So how can a game elevate itself to something more complex and perplexing than a checklist of individual, unconnected puzzles? The solution requires a combination of elements. The conventions of gameplay and narrative or visual presentation must complement each other in order to develop a theme. In this sense, there are two large sub-genres of the puzzle game: games which feature puzzles and games that are puzzling. The latter tend to take place in environments that are themselves perplexing or have an air of mystery about them (let’s call them puzzle-worlds). Puzzle-worlds tend to stand out in their sheer oddity or enigmatic origins. The structure, linearity, and interactivity of the environment should reflect the aesthetic or design of the puzzles within it, otherwise players can sense a disconnect between world and its content.

One of the earliest examples of a game to accomplish this was Myst. Myst provided the player with very little in terms of resources, motivation, or an overarching goal. Instead, the game used its visual presentation as a means of motivating player progress; it was more of an exploration and discovery driven game. The minimal plot involving the brothers Sirrus and Achenar was little more than a frame story and, at times, only served to further obfuscate the central mystery hanging over the island. Though the plot left relatively little impression on the player, the environment drew a great deal of attention to itself. At the time, it presented a perfect mix of beauty and inscrutability; a very attractive combination.

Only a few seconds in and I'm already baffled.

Only a few seconds in and I’m already baffled.

At the time of its release, many hesitated to qualify Myst as a “game” as it lacked all of the commonly recognized elements of a traditional video game. There were no weapons, no items, no lives, and no game over screens. Myst was less of a game and more of a digital Rubik’s cube; though it could be mastered, it demanded not only to be carefully scrutinized, but engaged in a very hands-on manner. Mastery of the puzzle could only be achieved through physical and mental confrontation of Myst Island.

Myst‘s incorporation of puzzles into theme rather than simply a feature of gameplay helped popularize the genre throughout the early nineties. As the popularity of these types of games began to decline towards the turn of the century, puzzles became a smaller feature of adventure games. Jumping and block-pushing became fairly commonplace in lieu of logic and discovery based problem solving within a puzzle-world.

= = =

- **TASK BRIEF**:
Quote the passage of the puzzle game text starting with "So how can a" and going on through "and its content.", word for word.

= = =

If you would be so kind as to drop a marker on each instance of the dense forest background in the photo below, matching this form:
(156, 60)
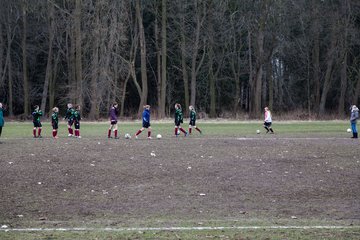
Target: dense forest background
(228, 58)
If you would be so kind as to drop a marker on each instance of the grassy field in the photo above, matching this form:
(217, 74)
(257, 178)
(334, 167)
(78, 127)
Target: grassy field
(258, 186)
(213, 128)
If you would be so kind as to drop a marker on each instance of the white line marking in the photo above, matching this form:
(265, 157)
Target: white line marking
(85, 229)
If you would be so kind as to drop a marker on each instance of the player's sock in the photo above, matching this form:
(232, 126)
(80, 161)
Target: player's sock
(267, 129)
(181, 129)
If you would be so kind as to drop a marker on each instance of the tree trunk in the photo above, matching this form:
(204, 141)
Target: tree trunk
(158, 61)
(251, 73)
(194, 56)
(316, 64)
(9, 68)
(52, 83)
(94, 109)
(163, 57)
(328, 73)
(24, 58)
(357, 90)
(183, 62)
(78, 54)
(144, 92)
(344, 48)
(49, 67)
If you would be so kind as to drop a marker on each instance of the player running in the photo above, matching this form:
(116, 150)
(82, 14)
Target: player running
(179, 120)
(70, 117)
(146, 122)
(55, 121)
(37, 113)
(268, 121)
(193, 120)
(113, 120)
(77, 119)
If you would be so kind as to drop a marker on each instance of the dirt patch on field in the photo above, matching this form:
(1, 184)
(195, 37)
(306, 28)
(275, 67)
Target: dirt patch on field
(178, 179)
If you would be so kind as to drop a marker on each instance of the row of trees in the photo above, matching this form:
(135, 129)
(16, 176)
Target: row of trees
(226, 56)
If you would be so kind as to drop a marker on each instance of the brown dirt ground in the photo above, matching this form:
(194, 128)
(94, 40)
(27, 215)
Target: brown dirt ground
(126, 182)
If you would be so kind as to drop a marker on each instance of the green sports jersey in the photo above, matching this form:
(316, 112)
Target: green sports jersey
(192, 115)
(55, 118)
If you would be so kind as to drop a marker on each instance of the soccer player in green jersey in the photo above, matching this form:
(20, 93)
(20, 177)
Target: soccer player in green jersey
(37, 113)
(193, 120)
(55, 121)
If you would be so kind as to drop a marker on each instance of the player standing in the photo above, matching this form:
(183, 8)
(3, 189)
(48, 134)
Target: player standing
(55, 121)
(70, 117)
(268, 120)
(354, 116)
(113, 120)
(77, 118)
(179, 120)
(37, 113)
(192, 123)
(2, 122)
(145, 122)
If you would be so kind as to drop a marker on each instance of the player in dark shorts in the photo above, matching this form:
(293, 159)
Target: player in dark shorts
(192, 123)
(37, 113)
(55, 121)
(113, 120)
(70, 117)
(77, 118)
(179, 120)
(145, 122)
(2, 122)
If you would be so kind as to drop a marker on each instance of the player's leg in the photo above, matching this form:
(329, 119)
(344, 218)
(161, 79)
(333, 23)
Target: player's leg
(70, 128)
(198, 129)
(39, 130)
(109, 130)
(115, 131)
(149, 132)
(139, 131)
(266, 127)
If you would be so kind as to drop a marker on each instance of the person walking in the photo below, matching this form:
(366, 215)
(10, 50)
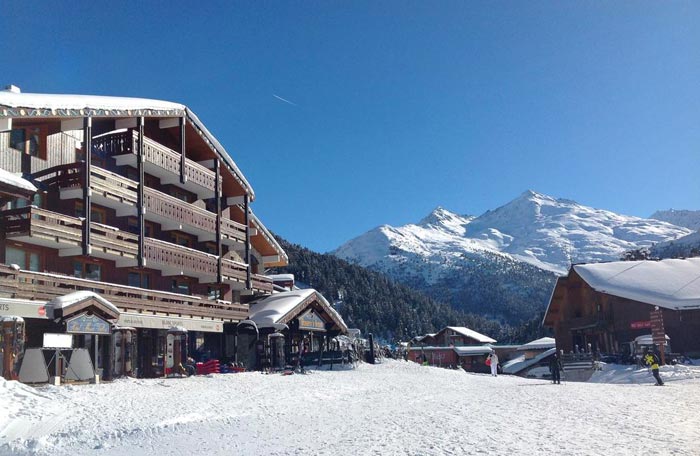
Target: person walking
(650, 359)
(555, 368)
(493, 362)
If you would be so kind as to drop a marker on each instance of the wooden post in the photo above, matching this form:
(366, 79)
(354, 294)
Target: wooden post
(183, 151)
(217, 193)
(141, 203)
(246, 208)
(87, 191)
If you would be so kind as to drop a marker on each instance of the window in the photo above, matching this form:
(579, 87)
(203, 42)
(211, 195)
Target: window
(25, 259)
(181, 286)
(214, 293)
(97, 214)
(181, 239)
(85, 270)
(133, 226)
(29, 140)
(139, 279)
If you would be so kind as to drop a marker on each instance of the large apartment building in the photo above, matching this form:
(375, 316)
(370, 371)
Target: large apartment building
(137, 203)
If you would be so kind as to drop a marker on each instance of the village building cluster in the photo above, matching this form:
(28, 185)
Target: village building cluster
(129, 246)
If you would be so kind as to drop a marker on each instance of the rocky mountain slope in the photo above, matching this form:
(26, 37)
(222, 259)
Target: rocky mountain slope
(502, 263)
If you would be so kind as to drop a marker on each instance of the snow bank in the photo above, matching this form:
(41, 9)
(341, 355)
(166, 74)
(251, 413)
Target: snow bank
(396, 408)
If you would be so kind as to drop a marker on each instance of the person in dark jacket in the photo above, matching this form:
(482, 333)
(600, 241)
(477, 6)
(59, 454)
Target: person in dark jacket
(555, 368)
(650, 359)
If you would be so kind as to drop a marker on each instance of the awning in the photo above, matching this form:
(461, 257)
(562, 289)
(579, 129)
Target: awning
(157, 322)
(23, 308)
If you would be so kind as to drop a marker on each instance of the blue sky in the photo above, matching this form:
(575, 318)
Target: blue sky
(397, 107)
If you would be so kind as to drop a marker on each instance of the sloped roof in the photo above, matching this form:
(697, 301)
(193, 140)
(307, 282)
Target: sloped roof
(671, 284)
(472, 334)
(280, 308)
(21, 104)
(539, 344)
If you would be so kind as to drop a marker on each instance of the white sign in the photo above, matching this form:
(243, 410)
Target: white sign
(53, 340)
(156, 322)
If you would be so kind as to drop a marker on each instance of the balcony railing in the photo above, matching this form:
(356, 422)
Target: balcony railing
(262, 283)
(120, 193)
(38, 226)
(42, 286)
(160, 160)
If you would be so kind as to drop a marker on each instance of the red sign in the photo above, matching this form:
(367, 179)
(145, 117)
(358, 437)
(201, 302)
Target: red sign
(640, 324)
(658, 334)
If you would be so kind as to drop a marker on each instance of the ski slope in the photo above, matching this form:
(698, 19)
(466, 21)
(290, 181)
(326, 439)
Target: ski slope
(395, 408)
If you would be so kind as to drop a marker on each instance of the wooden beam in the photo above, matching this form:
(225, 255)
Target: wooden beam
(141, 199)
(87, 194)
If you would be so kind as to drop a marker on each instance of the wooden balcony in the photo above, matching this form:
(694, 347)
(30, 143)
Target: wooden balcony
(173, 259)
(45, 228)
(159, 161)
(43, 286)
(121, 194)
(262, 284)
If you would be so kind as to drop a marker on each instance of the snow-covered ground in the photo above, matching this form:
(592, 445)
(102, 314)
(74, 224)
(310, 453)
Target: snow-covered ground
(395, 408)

= = =

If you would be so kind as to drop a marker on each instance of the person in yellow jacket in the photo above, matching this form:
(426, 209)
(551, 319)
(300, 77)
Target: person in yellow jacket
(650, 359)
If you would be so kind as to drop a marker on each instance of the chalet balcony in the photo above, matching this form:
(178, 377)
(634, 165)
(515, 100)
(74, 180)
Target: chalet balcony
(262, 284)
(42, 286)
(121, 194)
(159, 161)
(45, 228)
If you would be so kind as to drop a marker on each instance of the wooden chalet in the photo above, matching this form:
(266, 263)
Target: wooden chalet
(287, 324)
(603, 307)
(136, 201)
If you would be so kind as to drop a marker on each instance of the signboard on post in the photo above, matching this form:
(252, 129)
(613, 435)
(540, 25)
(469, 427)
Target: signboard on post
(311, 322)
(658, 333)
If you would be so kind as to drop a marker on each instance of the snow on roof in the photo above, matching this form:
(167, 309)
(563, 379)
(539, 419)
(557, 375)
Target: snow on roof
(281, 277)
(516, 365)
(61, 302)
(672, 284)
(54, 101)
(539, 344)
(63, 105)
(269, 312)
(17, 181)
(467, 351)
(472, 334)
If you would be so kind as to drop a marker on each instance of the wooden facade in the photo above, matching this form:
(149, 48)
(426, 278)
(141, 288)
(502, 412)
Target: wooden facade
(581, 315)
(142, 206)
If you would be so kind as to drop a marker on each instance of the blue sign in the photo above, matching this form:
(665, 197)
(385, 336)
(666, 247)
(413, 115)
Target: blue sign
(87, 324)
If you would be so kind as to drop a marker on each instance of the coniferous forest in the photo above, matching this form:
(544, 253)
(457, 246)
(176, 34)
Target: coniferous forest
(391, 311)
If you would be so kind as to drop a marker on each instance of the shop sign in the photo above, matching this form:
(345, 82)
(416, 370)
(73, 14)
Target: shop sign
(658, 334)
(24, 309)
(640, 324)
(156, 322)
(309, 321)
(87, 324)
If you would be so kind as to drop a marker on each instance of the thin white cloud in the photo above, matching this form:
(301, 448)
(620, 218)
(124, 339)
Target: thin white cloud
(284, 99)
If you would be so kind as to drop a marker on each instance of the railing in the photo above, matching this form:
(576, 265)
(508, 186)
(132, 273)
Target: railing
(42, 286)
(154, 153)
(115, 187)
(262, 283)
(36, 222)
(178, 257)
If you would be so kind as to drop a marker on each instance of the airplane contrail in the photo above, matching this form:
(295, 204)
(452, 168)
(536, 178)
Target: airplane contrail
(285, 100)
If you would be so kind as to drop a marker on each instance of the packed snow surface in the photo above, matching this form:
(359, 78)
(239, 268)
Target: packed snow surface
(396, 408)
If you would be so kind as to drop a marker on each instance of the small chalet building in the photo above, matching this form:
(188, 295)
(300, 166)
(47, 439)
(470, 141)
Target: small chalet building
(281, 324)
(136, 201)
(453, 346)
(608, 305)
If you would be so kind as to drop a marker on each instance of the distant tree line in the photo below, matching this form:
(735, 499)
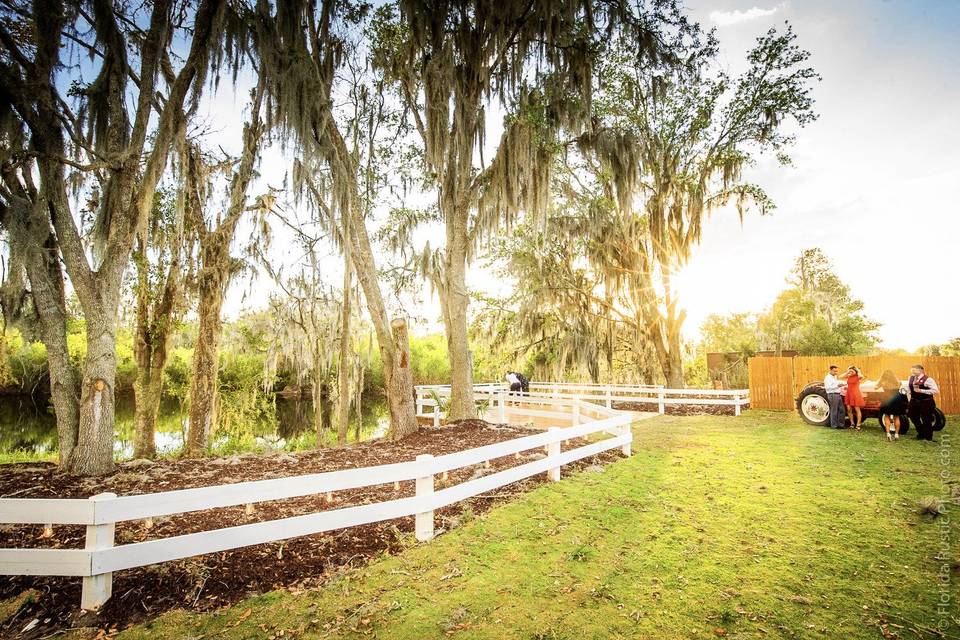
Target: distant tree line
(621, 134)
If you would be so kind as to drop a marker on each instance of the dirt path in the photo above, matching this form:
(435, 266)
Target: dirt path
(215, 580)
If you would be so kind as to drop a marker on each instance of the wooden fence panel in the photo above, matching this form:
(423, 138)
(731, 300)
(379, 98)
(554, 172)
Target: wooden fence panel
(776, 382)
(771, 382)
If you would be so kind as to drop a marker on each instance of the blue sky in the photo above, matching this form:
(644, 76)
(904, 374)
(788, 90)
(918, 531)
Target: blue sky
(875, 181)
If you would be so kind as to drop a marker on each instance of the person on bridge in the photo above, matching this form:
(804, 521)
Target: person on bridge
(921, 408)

= = =

- **RESULT OF THIS TASK**:
So how can a game elevate itself to something more complex and perplexing than a checklist of individual, unconnected puzzles? The solution requires a combination of elements. The conventions of gameplay and narrative or visual presentation must complement each other in order to develop a theme. In this sense, there are two large sub-genres of the puzzle game: games which feature puzzles and games that are puzzling. The latter tend to take place in environments that are themselves perplexing or have an air of mystery about them (let’s call them puzzle-worlds). Puzzle-worlds tend to stand out in their sheer oddity or enigmatic origins. The structure, linearity, and interactivity of the environment should reflect the aesthetic or design of the puzzles within it, otherwise players can sense a disconnect between world and its content.